++++ Lesetext ++++

Ennepe-Süd. Corona: Mitte März werden unsere Sportler auf eine harte Probe gestellt: Wird gespielt? Wird unterbrochen? Wird abgebrochen? Ein Rückblick.
Es ist ein halbes Jahr her, als die heimische Sportwelt zwischen Hoffen und Bangen lag. In dieser zweiten März-Woche entschied sich, ob der Spielbetrieb fortgesetzt, unter- oder gar abgebrochen werden sollte. Im Rückblick hätte es keine andere Entscheidung geben dürfen, als den Abbruch sämtlicher Liga-Betriebe. Das haben die zuständigen Funktionäre gut gemacht. Doch zwischen dem 9. und 14. März war das für die Protagonisten alles andere als selbstverständlich. Es war völlig offen, wie mit der Situation umzugehen ist, welche Planungen nötig sind.

++++

Aufgaben:
1. Erkläre mit Hilfe des Lesetextes in ein bis drei Sätzen, weshalb die Lage zwischen dem 9. und 14. März für die Beteiligten alles andere als selbstverständlich war.
2. Wie lange liegt die Zeit zwischen Hoffen und Bangen laut dem Lesetext zurück?
3. Führe den Lesetext über den Sportbetrieb in Ennepe-Süd im März nach seinem letzten Satz weiter.

++++ Bereitgestelltes Material ++++

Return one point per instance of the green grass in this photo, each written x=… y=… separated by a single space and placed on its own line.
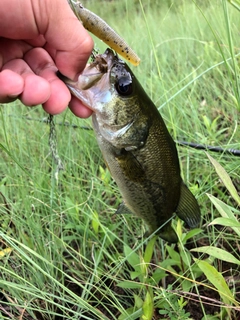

++++

Lösungen:
1. Für die Beteiligten war damals völlig offen, wie mit der Situation umzugehen ist. Ebenso war unklar, welche Planungen nötig sind.

2. Ein halbes Jahr.

3.
Sonntag, 8. März
Der 8. März ist ein normaler Sport-Sonntag. Die EN Baskets Schwelm feiern die Vize-Meisterschaft in der 2. Basketball-Bundesliga, ProB Nord. Die Vorbereitungen auf das erste Spiel der ersten Playoff-Runde können beginnen. Eine Woche später sollte Ulm als Süd-Siebter seine Visitenkarte in Schwelm abgeben. Im Baskets-Lager herrscht bereits nach der letzten Hauptrunden-Partie die Vorfreude und Zuversicht.
Dass es der letzte Spieltag in den anderen Ligen der anderen Sportarten an diesem 8. März sein sollte, daran war nicht zu denken. In der Fußball-Oberliga erzielt Ibrahim Lahchaychi das letzte reguläre Tor für den TuS Ennepetal beim 2:1 gegen Schermbeck. Wiedenbrück und Ahlen steigen auf, Ennepetal wird Achter, Sprockhövel landet auf dem 15. Platz. Nur weiß das an jenem Sonntag noch keiner. Ebenso entscheiden sich die weiteren Platzierungen in den weiteren Ligen.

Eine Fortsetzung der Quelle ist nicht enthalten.